Work to complete ::
1) Reproduce the passage of the essay on living with HIV between "I’ve had to learn what" and "abyss of self-hatred.", inclusive.
2) Answer these questions using the essay on living with HIV.
(a) What kind of facility made the phone call that delivered the diagnosis?
(b) What chimed to remind the writer to take the daily pills?
(c) What did publicly disclosing the writer's status bring?

** Opening Selected passage block **

Since my diagnosis just over a year ago, I’ve had to learn to live with some hard truths.
I’ve had to learn what HIV is, and what that means for me going forwards. I was pushed forcefully into a new reality overnight with one phone call from a sexual health clinic, and for a while I was unable to find any way out, or even forwards.
Simple things, such as taking my daily pills, were mountains to climb, and there were days I’d wake up and forget, for a moment; before my app reminder would chime sadistically and I would be pulled right back into an abyss of self-hatred.
I’d have to take my own hand, and accept myself when nobody else would. I felt shame, and fear, and research only fuelled both emotions so that they eclipsed any other possible future that my doctor kept reinforcing was possible.
‘You only had unprotected sex’, he would say, ‘it wasn’t your fault that you caught HIV’. And he’s right.
But those words were unable to penetrate into my head, as I was swallowed up by the simple fact that, regardless of anybody’s opinion, the resulting fact was that I now have a virus swimming in my veins… most likely until the day I die.
I’ve had to understand that the person who gave me HIV knew they were doing so.
They made the decision to put me at risk by agreeing to not using condoms, multiple times that evening, all the while knowing they were both HIV-positive and transmittable, purely because they wanted to enjoy my body.
I’ve become a pillar of support for those close to me. In publicly disclosing my status, it brought a certain wave of self-acceptance, and for the first time I began to see something new on the horizon. In educating friends and family I found that, actually, the demon that had plagued me for (now) seasons only had power if I relinquished my own.

** Closing Selected passage block **
** Opening Provided records block **

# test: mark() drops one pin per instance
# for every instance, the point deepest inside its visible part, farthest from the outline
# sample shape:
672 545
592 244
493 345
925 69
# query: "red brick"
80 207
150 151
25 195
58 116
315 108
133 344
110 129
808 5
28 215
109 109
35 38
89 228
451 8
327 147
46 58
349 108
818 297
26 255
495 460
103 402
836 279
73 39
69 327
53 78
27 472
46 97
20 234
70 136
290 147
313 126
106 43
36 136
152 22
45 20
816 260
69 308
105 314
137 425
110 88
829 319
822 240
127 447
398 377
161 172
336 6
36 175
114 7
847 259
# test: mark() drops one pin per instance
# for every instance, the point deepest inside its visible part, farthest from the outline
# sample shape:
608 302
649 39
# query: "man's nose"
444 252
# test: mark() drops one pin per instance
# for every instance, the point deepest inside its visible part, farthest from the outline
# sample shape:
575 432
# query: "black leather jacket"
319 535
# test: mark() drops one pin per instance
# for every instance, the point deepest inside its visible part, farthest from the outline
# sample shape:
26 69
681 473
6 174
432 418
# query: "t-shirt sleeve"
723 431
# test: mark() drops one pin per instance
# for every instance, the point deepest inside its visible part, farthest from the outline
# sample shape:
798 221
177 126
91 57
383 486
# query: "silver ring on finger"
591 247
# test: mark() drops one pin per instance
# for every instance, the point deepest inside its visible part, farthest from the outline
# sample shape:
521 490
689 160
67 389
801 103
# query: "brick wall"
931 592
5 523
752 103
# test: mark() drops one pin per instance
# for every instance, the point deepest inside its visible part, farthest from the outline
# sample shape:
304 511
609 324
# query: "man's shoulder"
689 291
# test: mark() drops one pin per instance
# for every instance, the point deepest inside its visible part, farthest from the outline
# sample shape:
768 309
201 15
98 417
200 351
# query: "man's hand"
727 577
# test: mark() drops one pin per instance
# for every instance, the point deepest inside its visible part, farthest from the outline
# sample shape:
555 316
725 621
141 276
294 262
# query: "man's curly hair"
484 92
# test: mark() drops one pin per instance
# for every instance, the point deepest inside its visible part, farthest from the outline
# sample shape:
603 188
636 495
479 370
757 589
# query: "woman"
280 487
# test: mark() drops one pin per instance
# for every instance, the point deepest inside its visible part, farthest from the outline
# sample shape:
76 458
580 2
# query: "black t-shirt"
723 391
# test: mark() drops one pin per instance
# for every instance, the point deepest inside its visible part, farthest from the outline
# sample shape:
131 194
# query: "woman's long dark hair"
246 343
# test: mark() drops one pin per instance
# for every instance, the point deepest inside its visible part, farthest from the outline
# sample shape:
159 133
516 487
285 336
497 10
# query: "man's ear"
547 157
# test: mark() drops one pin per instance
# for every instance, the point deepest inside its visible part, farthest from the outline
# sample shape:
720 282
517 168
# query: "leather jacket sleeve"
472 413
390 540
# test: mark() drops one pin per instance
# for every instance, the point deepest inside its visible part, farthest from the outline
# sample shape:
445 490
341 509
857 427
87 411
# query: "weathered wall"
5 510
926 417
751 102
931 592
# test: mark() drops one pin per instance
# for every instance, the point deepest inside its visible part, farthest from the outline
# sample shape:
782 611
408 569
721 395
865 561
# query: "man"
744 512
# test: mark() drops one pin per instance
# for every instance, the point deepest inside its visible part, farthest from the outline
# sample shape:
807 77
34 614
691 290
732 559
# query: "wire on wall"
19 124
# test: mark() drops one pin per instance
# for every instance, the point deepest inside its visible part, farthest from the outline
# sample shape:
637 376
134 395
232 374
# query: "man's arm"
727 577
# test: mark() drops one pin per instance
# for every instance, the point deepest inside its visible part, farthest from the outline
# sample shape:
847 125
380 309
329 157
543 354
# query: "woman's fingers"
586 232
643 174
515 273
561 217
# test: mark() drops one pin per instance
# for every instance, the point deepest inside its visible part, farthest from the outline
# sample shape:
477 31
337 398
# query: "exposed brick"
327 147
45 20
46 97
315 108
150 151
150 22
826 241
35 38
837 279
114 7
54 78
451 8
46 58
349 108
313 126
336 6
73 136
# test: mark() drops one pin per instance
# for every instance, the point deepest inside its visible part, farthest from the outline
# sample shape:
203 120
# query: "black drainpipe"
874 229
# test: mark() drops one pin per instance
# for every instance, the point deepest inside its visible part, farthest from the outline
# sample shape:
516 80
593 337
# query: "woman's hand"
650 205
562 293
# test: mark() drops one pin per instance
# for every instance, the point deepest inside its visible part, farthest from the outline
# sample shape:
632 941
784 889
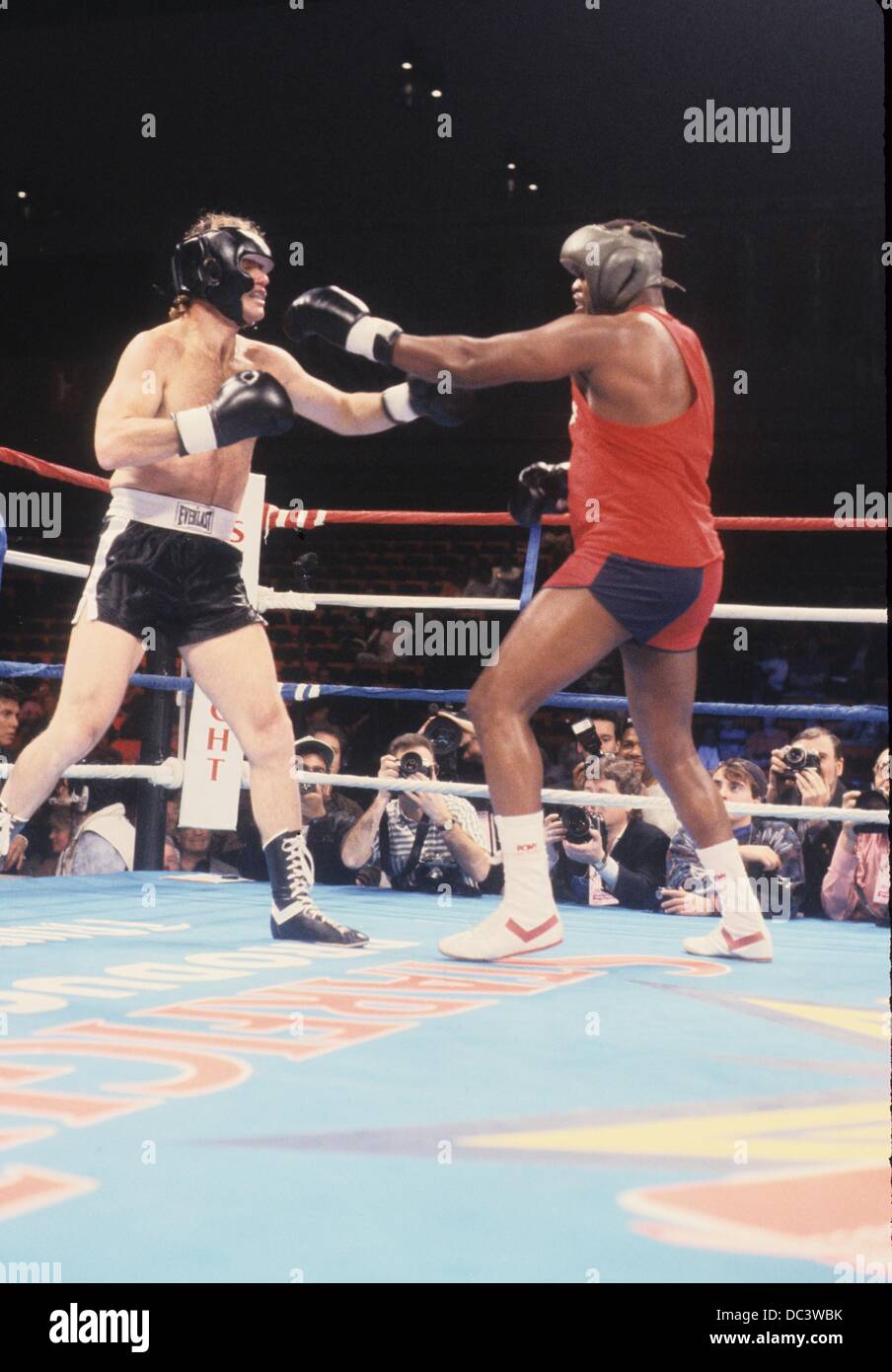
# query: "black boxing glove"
540 489
343 320
416 400
249 405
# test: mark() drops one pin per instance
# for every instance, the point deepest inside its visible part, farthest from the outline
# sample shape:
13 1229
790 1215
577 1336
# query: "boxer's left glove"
341 320
541 489
249 405
414 400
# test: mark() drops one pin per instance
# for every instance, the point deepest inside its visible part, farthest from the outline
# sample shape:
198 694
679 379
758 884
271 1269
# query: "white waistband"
172 512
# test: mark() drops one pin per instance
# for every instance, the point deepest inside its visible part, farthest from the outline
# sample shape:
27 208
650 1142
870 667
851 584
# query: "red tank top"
649 481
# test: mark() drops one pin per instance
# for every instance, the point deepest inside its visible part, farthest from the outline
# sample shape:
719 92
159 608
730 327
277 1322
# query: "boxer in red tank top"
643 573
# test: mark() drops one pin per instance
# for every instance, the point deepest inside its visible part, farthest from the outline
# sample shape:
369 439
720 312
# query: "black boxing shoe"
290 866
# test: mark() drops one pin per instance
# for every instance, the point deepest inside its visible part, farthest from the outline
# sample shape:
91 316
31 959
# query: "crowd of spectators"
625 855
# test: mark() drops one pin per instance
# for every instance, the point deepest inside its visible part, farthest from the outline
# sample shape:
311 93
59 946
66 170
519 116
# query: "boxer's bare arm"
129 431
571 344
348 414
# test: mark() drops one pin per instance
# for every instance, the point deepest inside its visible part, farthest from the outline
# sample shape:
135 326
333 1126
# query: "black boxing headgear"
618 260
209 267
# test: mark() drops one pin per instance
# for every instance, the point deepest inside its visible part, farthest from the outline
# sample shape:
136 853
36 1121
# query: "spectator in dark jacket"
624 862
821 785
770 850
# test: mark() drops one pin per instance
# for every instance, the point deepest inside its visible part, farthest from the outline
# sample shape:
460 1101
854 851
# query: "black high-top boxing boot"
290 868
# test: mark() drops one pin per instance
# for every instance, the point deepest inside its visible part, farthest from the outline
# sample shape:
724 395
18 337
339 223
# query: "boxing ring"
183 1100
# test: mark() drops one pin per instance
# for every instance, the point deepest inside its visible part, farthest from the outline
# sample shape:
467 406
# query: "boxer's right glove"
249 405
343 320
540 490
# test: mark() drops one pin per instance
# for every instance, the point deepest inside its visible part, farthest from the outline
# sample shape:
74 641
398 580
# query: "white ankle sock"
738 903
527 885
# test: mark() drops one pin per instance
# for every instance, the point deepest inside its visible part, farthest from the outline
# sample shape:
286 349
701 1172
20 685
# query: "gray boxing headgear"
618 260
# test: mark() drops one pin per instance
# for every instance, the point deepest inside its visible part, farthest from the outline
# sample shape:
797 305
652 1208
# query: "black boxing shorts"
166 564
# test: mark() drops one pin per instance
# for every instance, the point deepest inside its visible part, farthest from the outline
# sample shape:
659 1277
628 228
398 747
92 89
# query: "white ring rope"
164 774
270 598
169 774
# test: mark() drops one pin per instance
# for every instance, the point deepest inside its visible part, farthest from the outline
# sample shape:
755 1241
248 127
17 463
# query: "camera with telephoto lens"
871 800
410 764
445 737
579 825
799 759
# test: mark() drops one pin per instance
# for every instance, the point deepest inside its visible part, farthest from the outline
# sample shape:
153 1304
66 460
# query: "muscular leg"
99 663
660 689
238 672
558 637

** Closing Provided records block **

Completed exercise ::
1)
I’ve had to learn what HIV is, and what that means for me going forwards. I was pushed forcefully into a new reality overnight with one phone call from a sexual health clinic, and for a while I was unable to find any way out, or even forwards.
Simple things, such as taking my daily pills, were mountains to climb, and there were days I’d wake up and forget, for a moment; before my app reminder would chime sadistically and I would be pulled right back into an abyss of self-hatred.

2)
(a) A sexual health clinic.
(b) An app reminder.
(c) A certain wave of self-acceptance.